Whatever the records say, set them down exactly.
*** Opening of Data for this exercise ***
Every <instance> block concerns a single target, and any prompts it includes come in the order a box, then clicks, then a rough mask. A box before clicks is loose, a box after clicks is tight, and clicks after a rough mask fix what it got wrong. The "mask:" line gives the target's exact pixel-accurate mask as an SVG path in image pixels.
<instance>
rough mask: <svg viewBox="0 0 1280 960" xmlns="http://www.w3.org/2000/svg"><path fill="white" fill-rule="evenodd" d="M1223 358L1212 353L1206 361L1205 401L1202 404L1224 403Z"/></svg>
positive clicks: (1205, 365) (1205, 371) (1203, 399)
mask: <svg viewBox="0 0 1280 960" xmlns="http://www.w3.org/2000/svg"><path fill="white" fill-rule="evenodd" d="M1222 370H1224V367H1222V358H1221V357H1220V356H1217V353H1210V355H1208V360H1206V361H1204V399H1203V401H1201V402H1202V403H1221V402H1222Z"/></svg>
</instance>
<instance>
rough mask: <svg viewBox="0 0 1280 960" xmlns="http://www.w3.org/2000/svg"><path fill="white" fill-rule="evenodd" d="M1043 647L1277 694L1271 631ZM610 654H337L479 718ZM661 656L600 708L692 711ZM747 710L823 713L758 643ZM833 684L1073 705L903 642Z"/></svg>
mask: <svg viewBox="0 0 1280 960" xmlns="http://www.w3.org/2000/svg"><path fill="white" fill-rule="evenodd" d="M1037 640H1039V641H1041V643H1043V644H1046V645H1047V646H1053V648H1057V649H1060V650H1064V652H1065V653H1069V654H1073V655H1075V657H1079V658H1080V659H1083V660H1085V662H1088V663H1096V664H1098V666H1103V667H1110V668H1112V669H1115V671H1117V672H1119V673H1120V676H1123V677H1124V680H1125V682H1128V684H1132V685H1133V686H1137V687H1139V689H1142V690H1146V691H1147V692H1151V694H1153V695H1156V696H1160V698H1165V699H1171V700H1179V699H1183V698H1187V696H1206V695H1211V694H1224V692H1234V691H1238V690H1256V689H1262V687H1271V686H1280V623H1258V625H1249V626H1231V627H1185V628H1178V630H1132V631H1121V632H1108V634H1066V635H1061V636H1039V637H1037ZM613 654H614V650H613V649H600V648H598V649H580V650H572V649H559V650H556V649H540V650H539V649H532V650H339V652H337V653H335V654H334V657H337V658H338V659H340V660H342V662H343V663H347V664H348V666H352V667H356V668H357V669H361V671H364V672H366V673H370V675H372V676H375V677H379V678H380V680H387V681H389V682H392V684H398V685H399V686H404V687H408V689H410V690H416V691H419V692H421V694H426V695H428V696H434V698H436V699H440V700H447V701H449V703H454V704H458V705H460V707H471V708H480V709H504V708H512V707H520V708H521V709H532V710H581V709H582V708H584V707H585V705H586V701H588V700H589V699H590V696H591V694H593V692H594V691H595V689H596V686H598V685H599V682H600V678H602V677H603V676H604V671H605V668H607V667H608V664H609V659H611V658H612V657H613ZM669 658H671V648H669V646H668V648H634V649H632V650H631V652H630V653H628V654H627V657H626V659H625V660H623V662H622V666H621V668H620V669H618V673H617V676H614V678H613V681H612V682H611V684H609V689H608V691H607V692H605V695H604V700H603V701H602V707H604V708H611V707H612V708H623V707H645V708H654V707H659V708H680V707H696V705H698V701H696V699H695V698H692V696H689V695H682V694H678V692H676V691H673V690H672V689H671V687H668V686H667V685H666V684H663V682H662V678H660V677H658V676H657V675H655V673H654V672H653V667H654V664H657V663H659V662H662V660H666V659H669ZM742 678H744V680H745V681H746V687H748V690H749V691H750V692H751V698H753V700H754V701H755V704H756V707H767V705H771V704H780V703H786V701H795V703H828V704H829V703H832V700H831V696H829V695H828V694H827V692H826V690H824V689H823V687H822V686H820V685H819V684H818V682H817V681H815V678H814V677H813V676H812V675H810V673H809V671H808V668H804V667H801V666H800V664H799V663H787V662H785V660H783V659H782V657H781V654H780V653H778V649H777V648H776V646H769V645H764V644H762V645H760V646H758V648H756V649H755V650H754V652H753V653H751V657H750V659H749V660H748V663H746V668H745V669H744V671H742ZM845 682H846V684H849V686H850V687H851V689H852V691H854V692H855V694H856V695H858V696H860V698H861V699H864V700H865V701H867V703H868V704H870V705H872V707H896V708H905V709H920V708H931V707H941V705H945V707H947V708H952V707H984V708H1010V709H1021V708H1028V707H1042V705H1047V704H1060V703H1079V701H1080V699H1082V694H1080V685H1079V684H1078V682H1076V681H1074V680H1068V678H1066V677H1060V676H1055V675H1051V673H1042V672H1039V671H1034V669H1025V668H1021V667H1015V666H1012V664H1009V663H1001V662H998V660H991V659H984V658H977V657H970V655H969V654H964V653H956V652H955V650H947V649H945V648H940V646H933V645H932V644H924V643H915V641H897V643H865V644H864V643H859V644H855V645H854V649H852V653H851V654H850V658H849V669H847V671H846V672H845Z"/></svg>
*** Close of Data for this exercise ***
■ Answer to this exercise:
Every <instance> block concerns a single target, and any prompts it includes come in the order a box, then clicks, then a rough mask. A box before clicks is loose, a box after clicks is tight, and clicks after a rough mask fix what it got wrong. The "mask:" line gives the target's exact pixel-accurate mask as an SVG path in image pixels.
<instance>
rough mask: <svg viewBox="0 0 1280 960" xmlns="http://www.w3.org/2000/svg"><path fill="white" fill-rule="evenodd" d="M1223 358L1212 353L1206 361L1205 401L1202 404L1224 403Z"/></svg>
positive clicks: (1205, 365) (1205, 371) (1203, 399)
mask: <svg viewBox="0 0 1280 960" xmlns="http://www.w3.org/2000/svg"><path fill="white" fill-rule="evenodd" d="M1222 370H1224V367H1222V358H1221V357H1220V356H1217V353H1210V355H1208V360H1206V361H1204V399H1203V401H1201V402H1202V403H1221V402H1222Z"/></svg>
</instance>
<instance>
rough mask: <svg viewBox="0 0 1280 960" xmlns="http://www.w3.org/2000/svg"><path fill="white" fill-rule="evenodd" d="M1043 647L1277 694L1271 631ZM610 654H337L479 718ZM661 656L600 708L692 711ZM747 710L823 713L758 643ZM833 684L1073 705L903 642Z"/></svg>
mask: <svg viewBox="0 0 1280 960" xmlns="http://www.w3.org/2000/svg"><path fill="white" fill-rule="evenodd" d="M1037 640H1039V641H1041V643H1043V644H1046V645H1047V646H1053V648H1057V649H1060V650H1064V652H1065V653H1069V654H1073V655H1075V657H1079V658H1080V659H1083V660H1085V662H1088V663H1096V664H1098V666H1103V667H1110V668H1112V669H1115V671H1117V672H1119V673H1120V676H1123V677H1124V680H1125V682H1128V684H1132V685H1133V686H1137V687H1139V689H1142V690H1146V691H1147V692H1151V694H1153V695H1156V696H1160V698H1165V699H1171V700H1179V699H1183V698H1187V696H1206V695H1211V694H1224V692H1234V691H1238V690H1256V689H1262V687H1271V686H1280V623H1258V625H1249V626H1231V627H1185V628H1178V630H1132V631H1121V632H1108V634H1066V635H1061V636H1039V637H1037ZM613 654H614V650H613V649H600V648H598V649H580V650H572V649H559V650H556V649H540V650H539V649H532V650H339V652H337V653H335V654H334V657H337V658H338V659H340V660H342V662H343V663H347V664H348V666H352V667H356V668H357V669H361V671H364V672H366V673H370V675H372V676H375V677H379V678H380V680H387V681H389V682H392V684H398V685H399V686H404V687H408V689H410V690H416V691H419V692H421V694H426V695H428V696H434V698H436V699H440V700H447V701H449V703H454V704H458V705H460V707H471V708H480V709H504V708H512V707H520V708H521V709H532V710H581V709H582V708H584V707H585V705H586V701H588V700H589V699H590V696H591V694H593V692H594V691H595V689H596V686H598V685H599V682H600V678H602V677H603V676H604V671H605V668H607V667H608V664H609V659H611V658H612V657H613ZM669 658H671V648H669V646H668V648H634V649H632V650H631V652H630V653H628V654H627V657H626V659H625V660H623V662H622V666H621V668H620V669H618V673H617V676H614V678H613V681H612V682H611V684H609V689H608V691H607V692H605V695H604V700H603V701H602V707H604V708H611V707H612V708H623V707H645V708H654V707H659V708H680V707H696V705H698V701H696V699H695V698H692V696H689V695H682V694H678V692H676V691H673V690H672V689H671V687H668V686H667V685H666V684H663V682H662V678H660V677H658V676H657V675H655V673H654V672H653V667H654V664H657V663H659V662H662V660H666V659H669ZM742 678H744V680H745V681H746V687H748V690H749V691H750V692H751V698H753V700H754V701H755V704H756V707H767V705H771V704H780V703H786V701H795V703H828V704H829V703H832V700H831V696H829V695H828V694H827V692H826V690H824V689H823V687H822V686H820V685H819V684H818V682H817V681H815V678H814V677H813V676H812V675H810V673H809V671H808V668H804V667H801V666H800V664H799V663H787V662H785V660H783V659H782V657H781V654H780V653H778V649H777V648H776V646H769V645H764V644H762V645H760V646H758V648H756V649H755V650H754V652H753V653H751V657H750V659H749V660H748V663H746V668H745V669H744V671H742ZM845 682H846V684H849V686H850V687H851V689H852V691H854V692H855V694H856V695H858V696H860V698H861V699H864V700H865V701H867V703H868V704H870V705H872V707H896V708H905V709H920V708H931V707H941V705H945V707H947V708H952V707H984V708H1010V709H1021V708H1028V707H1042V705H1047V704H1060V703H1079V701H1080V699H1082V694H1080V685H1079V684H1078V682H1076V681H1074V680H1068V678H1066V677H1060V676H1055V675H1051V673H1042V672H1039V671H1034V669H1025V668H1021V667H1015V666H1012V664H1009V663H1001V662H998V660H991V659H984V658H977V657H970V655H969V654H964V653H956V652H955V650H947V649H945V648H940V646H933V645H932V644H924V643H915V641H897V643H865V644H864V643H859V644H855V645H854V649H852V653H851V654H850V658H849V669H847V671H846V672H845Z"/></svg>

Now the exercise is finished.